• **Problem statement**
Would you transcribe the line that holds "indicate the child's face, a" and all the lines below it, through the final one, exactly and with nothing else?

Stored items from a collection:
--- --- ---
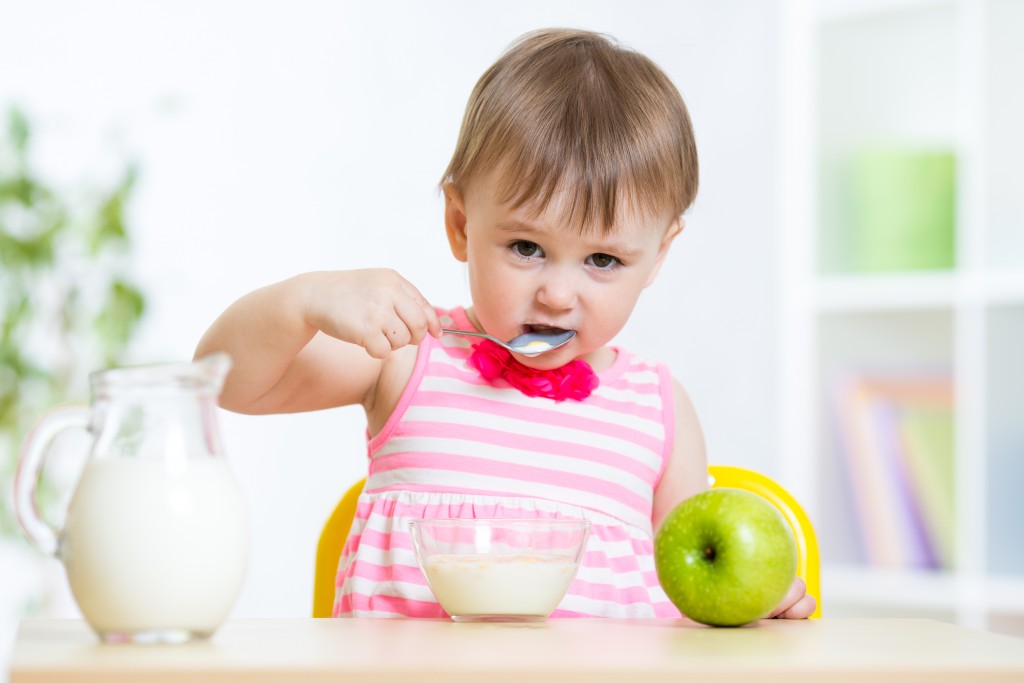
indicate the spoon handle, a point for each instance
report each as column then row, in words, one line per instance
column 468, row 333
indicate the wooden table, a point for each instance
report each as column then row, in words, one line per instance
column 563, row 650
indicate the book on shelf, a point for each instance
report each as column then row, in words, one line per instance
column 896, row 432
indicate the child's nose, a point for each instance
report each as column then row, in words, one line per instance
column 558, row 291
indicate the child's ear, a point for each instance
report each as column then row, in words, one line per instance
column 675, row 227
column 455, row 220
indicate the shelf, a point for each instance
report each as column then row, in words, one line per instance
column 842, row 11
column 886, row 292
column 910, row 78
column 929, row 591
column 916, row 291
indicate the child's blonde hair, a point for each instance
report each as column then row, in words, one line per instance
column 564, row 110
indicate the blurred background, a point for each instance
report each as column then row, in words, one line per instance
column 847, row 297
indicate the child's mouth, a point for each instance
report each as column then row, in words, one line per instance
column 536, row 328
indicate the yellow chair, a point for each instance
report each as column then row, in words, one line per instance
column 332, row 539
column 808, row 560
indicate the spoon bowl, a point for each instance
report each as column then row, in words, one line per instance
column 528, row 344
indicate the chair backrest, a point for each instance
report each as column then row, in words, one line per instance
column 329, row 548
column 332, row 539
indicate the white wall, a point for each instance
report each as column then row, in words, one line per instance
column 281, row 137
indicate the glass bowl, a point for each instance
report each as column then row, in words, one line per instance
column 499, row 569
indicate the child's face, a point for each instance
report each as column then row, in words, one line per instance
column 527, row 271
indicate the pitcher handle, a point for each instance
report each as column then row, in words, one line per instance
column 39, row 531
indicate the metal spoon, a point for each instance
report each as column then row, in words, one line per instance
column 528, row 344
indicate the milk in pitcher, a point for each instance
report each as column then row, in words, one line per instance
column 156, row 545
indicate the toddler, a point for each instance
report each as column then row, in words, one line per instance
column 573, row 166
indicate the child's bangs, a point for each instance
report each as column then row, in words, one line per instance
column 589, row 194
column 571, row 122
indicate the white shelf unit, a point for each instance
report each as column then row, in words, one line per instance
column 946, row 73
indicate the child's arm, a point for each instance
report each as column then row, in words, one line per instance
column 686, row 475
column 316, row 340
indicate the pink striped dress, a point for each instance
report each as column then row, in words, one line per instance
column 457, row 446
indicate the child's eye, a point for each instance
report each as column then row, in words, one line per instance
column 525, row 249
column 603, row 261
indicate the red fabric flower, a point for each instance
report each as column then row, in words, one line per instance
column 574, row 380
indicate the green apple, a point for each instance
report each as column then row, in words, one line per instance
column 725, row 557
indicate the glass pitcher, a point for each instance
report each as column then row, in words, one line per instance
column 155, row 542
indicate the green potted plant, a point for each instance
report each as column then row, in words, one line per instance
--- --- ---
• **Task response**
indicate the child's face, a point for each instance
report each as column then row, in words, one line per instance
column 527, row 271
indicate the pitcher handle, a point for each instance
report each as column then row, in words, one line per instance
column 39, row 531
indicate the metal spoon, a point for each instance
report each as column then row, in words, one line per instance
column 528, row 344
indicate the milk in pitcher, a point for each instance
report each as column then row, in words, one line per instance
column 156, row 545
indicate the toddler, a point for each instance
report each as column then row, in words, one line per instance
column 573, row 166
indicate the child's bangs, a point for each instance
report each as column then row, in words, one line per instance
column 589, row 194
column 571, row 122
indicate the white shelf unit, a point for each instance
report each as column then row, in words, one line per instance
column 946, row 73
indicate the child's arm, a point for each instance
report each as column then row, in words, one line per instance
column 686, row 475
column 316, row 340
indicate the pink striped dress, a point for each instance
report each as column then row, in words, one line per instance
column 457, row 446
indicate the child's eye, a point for each instance
report each as column then row, in words, one line per instance
column 525, row 249
column 603, row 261
indicate the red fabric flower, a point for each instance
report each as column then row, in words, one line per instance
column 574, row 380
indicate the green apple, a point for each instance
report each as column then row, in words, one line per instance
column 725, row 557
indicate the glass pitcher, a point for each instance
report each as column then row, in words, one line per instance
column 155, row 542
indicate the green potted plant, a point for each instance
report each as column then row, in words, one line per instance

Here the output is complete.